---------- Extracted material

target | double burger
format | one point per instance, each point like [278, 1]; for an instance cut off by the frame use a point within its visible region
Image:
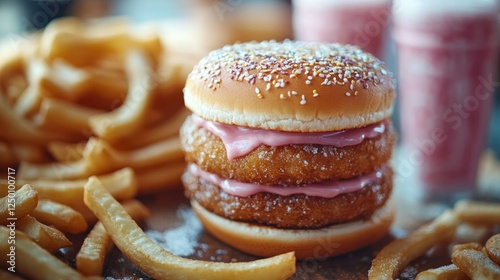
[288, 147]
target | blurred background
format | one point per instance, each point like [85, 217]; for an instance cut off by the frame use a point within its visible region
[18, 17]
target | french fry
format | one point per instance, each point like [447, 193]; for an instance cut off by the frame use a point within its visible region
[127, 119]
[394, 257]
[90, 258]
[476, 264]
[162, 264]
[62, 217]
[7, 275]
[477, 212]
[442, 273]
[14, 87]
[105, 86]
[66, 152]
[47, 237]
[492, 247]
[18, 205]
[32, 261]
[159, 132]
[29, 101]
[31, 153]
[19, 130]
[7, 157]
[160, 178]
[472, 245]
[54, 171]
[62, 116]
[103, 158]
[65, 81]
[122, 184]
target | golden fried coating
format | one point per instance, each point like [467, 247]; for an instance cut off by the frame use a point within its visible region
[294, 211]
[286, 165]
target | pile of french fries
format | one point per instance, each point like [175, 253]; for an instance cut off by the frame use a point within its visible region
[38, 229]
[90, 114]
[470, 260]
[81, 99]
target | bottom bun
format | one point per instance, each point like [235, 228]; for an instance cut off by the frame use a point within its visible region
[321, 243]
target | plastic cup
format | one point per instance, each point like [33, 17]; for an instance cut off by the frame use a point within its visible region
[447, 57]
[357, 22]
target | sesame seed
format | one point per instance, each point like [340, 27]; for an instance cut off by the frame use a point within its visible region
[272, 63]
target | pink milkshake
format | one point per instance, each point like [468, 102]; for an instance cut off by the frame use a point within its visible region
[447, 53]
[357, 22]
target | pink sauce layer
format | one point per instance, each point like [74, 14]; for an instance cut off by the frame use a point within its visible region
[327, 189]
[240, 141]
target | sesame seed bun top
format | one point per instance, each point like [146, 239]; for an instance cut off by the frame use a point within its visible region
[291, 86]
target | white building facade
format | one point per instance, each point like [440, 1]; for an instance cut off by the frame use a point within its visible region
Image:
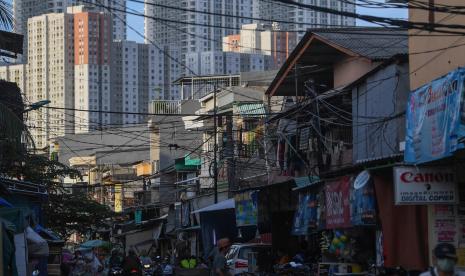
[25, 9]
[51, 75]
[137, 79]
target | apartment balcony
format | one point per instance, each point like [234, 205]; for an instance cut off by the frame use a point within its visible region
[165, 107]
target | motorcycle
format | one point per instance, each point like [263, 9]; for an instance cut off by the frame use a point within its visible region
[147, 270]
[116, 270]
[135, 272]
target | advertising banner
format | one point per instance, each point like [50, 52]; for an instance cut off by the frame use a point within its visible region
[434, 119]
[118, 198]
[246, 208]
[337, 195]
[138, 216]
[425, 185]
[363, 204]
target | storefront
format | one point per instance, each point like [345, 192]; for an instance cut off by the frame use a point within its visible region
[352, 223]
[434, 145]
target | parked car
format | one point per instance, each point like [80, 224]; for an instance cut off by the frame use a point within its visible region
[237, 257]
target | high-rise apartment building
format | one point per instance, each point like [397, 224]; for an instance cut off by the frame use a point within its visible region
[137, 79]
[266, 39]
[305, 18]
[195, 34]
[92, 74]
[186, 38]
[51, 75]
[16, 73]
[25, 9]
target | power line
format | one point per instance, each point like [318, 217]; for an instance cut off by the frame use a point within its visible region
[368, 18]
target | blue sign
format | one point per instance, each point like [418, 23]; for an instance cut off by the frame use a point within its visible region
[138, 216]
[435, 122]
[246, 208]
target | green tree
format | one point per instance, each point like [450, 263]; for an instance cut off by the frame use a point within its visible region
[75, 213]
[6, 15]
[65, 213]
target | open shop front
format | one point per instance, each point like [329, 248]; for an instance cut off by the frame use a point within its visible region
[351, 224]
[440, 192]
[276, 207]
[337, 220]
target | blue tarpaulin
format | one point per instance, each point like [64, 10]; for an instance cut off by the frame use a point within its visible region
[435, 119]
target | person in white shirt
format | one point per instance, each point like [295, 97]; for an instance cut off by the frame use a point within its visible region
[444, 260]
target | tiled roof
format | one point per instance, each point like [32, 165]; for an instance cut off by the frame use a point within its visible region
[371, 42]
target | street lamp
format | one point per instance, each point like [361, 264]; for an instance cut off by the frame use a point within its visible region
[36, 105]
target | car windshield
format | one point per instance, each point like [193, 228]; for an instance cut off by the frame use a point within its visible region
[231, 253]
[244, 252]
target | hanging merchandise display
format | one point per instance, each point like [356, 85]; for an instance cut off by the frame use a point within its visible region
[338, 203]
[306, 215]
[340, 245]
[246, 208]
[363, 200]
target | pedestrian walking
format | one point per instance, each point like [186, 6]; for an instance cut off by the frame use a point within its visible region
[219, 267]
[131, 264]
[444, 261]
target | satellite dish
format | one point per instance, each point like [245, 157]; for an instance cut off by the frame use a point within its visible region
[361, 180]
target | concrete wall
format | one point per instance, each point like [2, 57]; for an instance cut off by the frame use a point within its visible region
[374, 100]
[446, 51]
[351, 69]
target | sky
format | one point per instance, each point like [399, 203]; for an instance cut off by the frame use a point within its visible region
[138, 22]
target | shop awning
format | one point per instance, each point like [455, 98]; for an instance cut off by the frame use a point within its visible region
[305, 182]
[5, 203]
[251, 109]
[192, 228]
[227, 204]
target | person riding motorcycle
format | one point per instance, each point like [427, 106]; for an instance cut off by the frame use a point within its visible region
[115, 260]
[131, 264]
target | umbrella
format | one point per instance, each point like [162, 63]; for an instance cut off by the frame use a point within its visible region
[94, 243]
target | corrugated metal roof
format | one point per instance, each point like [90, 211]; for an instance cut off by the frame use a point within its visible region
[367, 41]
[251, 109]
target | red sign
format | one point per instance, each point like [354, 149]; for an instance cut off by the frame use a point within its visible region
[337, 197]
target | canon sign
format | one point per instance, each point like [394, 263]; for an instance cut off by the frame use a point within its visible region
[422, 177]
[425, 185]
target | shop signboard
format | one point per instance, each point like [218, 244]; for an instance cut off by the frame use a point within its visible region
[425, 185]
[435, 119]
[447, 225]
[138, 216]
[246, 208]
[337, 199]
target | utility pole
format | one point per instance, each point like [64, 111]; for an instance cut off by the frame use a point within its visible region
[215, 148]
[267, 164]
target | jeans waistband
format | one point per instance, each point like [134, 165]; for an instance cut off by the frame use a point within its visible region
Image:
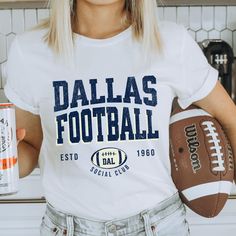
[140, 220]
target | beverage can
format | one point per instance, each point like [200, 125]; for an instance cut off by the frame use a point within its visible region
[9, 170]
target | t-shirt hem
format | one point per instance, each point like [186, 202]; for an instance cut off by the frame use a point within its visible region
[207, 87]
[16, 100]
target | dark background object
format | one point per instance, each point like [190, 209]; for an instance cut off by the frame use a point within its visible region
[220, 55]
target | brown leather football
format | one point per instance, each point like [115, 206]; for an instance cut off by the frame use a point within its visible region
[201, 157]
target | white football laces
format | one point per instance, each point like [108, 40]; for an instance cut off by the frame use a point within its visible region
[218, 156]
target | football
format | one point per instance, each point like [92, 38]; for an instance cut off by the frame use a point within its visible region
[202, 165]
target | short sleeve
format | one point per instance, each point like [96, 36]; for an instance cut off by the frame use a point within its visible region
[17, 88]
[198, 77]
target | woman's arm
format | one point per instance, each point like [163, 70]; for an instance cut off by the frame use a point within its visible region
[219, 104]
[29, 134]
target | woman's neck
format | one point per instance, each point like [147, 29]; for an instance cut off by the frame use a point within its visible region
[99, 21]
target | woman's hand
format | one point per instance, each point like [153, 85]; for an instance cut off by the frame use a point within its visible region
[219, 104]
[20, 134]
[29, 140]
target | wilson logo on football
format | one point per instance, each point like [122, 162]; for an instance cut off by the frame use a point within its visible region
[7, 163]
[109, 158]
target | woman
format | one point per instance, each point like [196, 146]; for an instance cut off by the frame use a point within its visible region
[93, 89]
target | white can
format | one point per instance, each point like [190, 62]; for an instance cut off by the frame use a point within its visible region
[9, 170]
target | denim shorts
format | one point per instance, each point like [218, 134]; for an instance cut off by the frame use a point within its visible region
[167, 218]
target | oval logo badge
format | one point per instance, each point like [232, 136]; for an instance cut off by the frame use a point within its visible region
[109, 158]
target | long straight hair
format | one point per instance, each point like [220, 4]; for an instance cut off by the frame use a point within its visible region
[141, 15]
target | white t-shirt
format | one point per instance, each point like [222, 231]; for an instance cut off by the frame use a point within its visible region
[105, 151]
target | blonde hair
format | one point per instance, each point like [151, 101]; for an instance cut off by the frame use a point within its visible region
[141, 15]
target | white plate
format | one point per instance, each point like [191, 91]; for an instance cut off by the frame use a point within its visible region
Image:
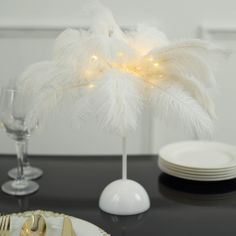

--------------------

### Required task
Count the lines of the entries above that contain the string "shirt", treating uppercase and lowercase as different, and give only the number.

### Written answer
3